■ **Document**:
==========

Rector’s Chronicle: Summer 2011

Dearly Beloved in Christ,

It is time, whether or not we are on vacation, to summer. Summer: a noun which makes a fair verb. To summer means to submit to Mother Nature’s heat, to slow down and cool it. So let us recharge our batteries as July and August are upon us, so that we may approach September’s fall start-up refreshed. Rest is not a divine suggestion; it is a commandment.

Saint Thomas continues its full weekly schedule of nineteen celebrations of the Holy Eucharist – three on Sunday and three each weekday Monday through Friday, and one on Saturday – but these services also partake of summering. The quiet Low Masses in the Chantry Chapel on weekdays at 8:00 am, 12:10 and 5:30 pm – the morning and evening Eucharists prefaced by short forms of Morning and Evening Prayer – offer peaceful experiences of prayer. Enjoy them when you can. Or come in between services just to be silent, reflect and pray in a sanctuary free from the heat, humidity and noise of Fifth Avenue. Over 300,000 people climb the Fifth Avenue steps each year to visit the nave in between services, far more than the approximately 80,000 who attend the services in a year. Saint Thomas is a busy place even in peace and quiet; the Holy Spirit is active in the silence in countless ways. The Church being open from morning to evening is one of God’s greatest blessings and means of mission.

==========

■ **Data supplied**:
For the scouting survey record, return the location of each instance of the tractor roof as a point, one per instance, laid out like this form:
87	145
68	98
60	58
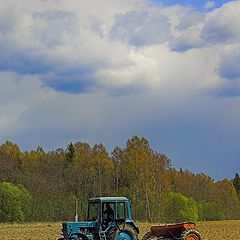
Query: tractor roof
109	199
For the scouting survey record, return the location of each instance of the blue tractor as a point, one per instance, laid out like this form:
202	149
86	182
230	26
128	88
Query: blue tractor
108	218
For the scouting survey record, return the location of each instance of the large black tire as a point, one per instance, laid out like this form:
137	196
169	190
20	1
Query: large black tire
148	236
128	229
191	234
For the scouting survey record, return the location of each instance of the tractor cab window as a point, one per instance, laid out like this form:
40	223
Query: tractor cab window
108	211
121	210
93	211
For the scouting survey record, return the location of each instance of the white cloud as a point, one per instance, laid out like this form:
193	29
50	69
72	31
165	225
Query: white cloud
209	4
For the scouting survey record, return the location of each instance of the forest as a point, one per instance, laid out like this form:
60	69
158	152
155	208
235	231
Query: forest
44	186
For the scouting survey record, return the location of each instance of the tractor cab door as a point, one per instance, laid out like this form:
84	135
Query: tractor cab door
113	212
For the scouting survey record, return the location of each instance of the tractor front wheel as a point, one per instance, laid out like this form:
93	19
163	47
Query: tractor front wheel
191	234
128	233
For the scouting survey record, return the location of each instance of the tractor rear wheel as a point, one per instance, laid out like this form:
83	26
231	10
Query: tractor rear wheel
128	233
191	234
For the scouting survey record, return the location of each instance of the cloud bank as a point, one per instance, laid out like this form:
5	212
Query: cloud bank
70	71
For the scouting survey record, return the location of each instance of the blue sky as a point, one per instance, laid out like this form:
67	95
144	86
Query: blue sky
197	4
70	72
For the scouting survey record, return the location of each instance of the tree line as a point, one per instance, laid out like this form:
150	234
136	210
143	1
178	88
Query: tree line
43	186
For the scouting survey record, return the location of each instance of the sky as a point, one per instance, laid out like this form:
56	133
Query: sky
83	71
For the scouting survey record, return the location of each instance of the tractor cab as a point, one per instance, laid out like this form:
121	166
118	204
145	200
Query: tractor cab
107	218
107	210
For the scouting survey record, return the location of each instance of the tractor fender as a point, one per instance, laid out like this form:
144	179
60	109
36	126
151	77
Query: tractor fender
128	233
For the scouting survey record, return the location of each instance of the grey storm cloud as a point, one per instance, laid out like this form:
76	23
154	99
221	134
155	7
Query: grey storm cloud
72	72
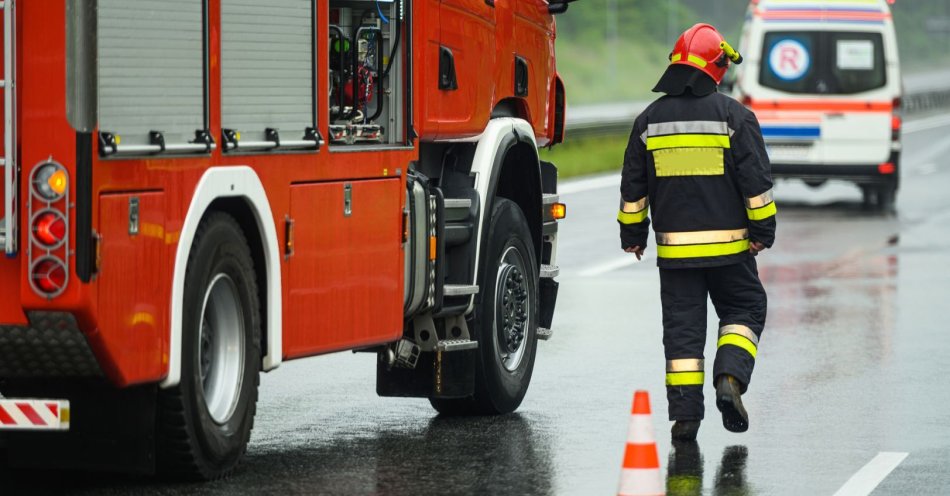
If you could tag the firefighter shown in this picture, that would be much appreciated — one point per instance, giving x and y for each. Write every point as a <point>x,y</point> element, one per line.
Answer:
<point>696,158</point>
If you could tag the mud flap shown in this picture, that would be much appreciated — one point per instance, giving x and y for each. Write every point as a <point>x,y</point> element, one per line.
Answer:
<point>439,374</point>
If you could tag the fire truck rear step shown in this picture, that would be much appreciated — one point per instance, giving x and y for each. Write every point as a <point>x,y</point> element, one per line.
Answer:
<point>34,415</point>
<point>461,289</point>
<point>456,345</point>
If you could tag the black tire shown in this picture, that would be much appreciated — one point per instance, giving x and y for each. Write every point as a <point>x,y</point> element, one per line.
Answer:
<point>879,198</point>
<point>203,434</point>
<point>499,388</point>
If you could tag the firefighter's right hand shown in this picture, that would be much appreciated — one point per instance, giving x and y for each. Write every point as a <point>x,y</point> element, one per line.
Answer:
<point>636,250</point>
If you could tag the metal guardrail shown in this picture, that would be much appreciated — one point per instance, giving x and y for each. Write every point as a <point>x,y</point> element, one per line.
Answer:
<point>922,93</point>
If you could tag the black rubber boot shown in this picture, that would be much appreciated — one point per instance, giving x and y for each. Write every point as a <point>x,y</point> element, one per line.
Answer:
<point>685,430</point>
<point>729,402</point>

==========

■ **Work to do**:
**a)** Duplicate the passage of the chronicle from "Rector’s Chronicle: Summer" up to and including "is a commandment.".
**b)** According to the chronicle, how many people climb the Fifth Avenue steps each year to visit the nave between services?

■ **Exercise answers**:
**a)**
Rector’s Chronicle: Summer 2011

Dearly Beloved in Christ,

It is time, whether or not we are on vacation, to summer. Summer: a noun which makes a fair verb. To summer means to submit to Mother Nature’s heat, to slow down and cool it. So let us recharge our batteries as July and August are upon us, so that we may approach September’s fall start-up refreshed. Rest is not a divine suggestion; it is a commandment.

**b)** Over 300,000 people.